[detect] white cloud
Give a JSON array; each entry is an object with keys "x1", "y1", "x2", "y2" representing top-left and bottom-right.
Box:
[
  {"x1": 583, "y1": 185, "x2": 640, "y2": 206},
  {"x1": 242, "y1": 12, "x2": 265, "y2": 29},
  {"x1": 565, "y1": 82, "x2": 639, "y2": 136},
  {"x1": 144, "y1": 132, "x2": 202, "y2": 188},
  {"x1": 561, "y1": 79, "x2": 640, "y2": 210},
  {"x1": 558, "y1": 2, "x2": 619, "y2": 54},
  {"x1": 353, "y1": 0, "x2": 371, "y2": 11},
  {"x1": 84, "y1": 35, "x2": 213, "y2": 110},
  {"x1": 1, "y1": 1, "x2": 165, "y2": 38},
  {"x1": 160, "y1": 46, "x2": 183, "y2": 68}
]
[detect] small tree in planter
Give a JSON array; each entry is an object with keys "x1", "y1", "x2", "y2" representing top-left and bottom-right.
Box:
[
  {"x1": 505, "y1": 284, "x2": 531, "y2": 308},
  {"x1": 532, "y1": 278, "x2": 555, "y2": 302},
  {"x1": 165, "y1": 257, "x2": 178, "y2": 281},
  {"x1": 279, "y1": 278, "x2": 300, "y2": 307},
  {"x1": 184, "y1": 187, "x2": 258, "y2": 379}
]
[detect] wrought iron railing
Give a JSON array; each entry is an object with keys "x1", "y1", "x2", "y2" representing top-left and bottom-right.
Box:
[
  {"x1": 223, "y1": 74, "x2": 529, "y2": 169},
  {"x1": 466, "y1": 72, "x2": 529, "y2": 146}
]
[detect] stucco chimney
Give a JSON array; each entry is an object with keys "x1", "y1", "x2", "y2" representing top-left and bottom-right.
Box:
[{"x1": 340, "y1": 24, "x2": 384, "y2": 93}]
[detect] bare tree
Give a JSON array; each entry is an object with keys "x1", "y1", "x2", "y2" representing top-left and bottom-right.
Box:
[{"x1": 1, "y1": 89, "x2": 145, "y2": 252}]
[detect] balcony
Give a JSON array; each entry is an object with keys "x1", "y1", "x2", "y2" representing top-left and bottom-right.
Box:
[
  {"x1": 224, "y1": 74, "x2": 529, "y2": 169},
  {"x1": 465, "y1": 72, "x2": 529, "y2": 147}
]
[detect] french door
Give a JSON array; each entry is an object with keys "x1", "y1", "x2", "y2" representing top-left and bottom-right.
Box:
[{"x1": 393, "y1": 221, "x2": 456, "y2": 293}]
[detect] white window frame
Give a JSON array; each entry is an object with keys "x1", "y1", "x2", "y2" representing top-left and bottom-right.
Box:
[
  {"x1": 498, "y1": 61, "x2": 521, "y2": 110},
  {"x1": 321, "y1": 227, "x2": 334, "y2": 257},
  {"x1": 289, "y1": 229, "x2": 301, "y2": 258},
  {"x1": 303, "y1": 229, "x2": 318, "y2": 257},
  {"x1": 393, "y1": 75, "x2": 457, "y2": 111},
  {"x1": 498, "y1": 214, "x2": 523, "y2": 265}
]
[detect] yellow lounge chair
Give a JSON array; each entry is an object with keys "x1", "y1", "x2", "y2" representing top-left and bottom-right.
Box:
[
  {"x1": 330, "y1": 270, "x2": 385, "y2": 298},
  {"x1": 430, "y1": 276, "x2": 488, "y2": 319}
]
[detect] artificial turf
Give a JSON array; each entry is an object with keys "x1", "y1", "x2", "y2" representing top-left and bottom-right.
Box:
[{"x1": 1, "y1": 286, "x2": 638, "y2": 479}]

* * * *

* _WHAT TO DO_: Extract every line above containing the word "detect".

* _RESPONSE BOX_:
[detect] white cloud
[detect] small tree in planter
[detect] wrought iron railing
[detect] stucco chimney
[detect] bare tree
[detect] balcony
[detect] french door
[detect] white window frame
[detect] yellow lounge chair
[detect] artificial turf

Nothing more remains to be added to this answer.